→ 本文
+++++
そういえば、最近ベトナムのカネフォラの中でも「美味しい高級なカネフォラ」を生産しようとする試みもあるようで、一概にカネフォラがマズイとは言い切れません。

アラビカ種よりカネフォラ種が美味いってことも、ありえるのですかもしれませんね。

 

だいぶ長くなりましたので、最後にインド、中国について簡単に書きましょう。

 

・インド

 

紅茶で有名なインドですが、コーヒーも生産しています。

インド・モンスーンというコーヒーが有名で、その製法も特徴的です。

これは豆が水に浮いてしまうほど軽く、風味も独特なので、ブレンドコーヒーやエスプレッソの隠し味として使われることもあるようです。

 

・中国

雲南地方でコーヒー生産が粉われており、ここ数年で品質も向上してきたとの話を聞きます。それはともかくとして…

 

何かと世間を騒がせ気味の中国ですが、コーヒー業界でも同じです。
+++++
→ 短い課題 1
コーヒー産地を扱った本文によると、インド・モンスーンはどのような用途で使われることがあるか。
本文と行は互いに関係がない。

(データセットに含まれる行)
+++++
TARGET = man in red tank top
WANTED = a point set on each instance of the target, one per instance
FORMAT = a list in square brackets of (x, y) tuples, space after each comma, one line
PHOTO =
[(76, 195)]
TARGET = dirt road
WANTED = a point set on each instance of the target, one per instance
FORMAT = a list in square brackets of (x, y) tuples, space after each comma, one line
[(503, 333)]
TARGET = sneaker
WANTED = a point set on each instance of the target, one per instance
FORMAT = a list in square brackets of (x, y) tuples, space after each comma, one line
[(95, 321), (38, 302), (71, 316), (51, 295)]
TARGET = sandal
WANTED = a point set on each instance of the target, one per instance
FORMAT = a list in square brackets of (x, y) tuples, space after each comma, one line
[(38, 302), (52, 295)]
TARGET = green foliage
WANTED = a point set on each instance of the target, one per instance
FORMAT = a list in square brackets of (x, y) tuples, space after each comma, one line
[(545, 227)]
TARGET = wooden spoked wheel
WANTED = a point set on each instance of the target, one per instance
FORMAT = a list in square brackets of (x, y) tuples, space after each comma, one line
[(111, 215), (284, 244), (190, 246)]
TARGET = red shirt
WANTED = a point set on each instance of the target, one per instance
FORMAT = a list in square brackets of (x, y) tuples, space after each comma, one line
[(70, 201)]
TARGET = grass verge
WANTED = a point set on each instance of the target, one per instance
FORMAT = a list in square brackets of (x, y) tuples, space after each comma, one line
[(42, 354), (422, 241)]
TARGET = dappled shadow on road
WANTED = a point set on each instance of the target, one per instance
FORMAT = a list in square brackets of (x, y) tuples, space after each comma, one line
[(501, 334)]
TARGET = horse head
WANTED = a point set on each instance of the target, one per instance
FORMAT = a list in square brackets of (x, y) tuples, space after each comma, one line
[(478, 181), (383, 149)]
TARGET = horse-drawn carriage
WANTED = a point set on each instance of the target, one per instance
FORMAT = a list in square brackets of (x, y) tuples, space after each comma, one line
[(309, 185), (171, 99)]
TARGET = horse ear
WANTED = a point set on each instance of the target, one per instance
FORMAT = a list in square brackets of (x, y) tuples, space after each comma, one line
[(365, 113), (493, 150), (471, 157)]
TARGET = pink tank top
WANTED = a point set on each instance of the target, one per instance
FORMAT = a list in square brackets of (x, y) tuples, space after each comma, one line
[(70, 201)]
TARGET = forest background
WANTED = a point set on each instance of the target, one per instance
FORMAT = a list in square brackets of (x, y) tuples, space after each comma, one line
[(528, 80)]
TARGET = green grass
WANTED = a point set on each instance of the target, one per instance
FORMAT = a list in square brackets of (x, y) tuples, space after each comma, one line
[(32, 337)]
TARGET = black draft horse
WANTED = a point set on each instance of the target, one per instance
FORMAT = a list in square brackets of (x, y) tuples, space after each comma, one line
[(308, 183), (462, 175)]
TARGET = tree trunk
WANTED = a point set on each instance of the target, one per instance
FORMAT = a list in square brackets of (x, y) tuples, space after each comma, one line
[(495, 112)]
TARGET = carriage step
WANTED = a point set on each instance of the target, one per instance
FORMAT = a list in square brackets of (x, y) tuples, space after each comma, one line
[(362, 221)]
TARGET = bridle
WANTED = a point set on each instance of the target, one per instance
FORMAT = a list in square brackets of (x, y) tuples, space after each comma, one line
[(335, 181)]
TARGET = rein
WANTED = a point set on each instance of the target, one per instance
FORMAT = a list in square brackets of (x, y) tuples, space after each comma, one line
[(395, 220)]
+++++
→ 短い課題 2
データセットの行のうち、「TARGET = green foliage」を含む行に始まり「[(42, 354), (422, 241)]」を含む行で終わる範囲を、一字も変えずに返せ。

→ 課題の解答 1
ブレンドコーヒーやエスプレッソの隠し味として使われることがある。

→ 課題の解答 2
TARGET = green foliage
WANTED = a point set on each instance of the target, one per instance
FORMAT = a list in square brackets of (x, y) tuples, space after each comma, one line
[(545, 227)]
TARGET = wooden spoked wheel
WANTED = a point set on each instance of the target, one per instance
FORMAT = a list in square brackets of (x, y) tuples, space after each comma, one line
[(111, 215), (284, 244), (190, 246)]
TARGET = red shirt
WANTED = a point set on each instance of the target, one per instance
FORMAT = a list in square brackets of (x, y) tuples, space after each comma, one line
[(70, 201)]
TARGET = grass verge
WANTED = a point set on each instance of the target, one per instance
FORMAT = a list in square brackets of (x, y) tuples, space after each comma, one line
[(42, 354), (422, 241)]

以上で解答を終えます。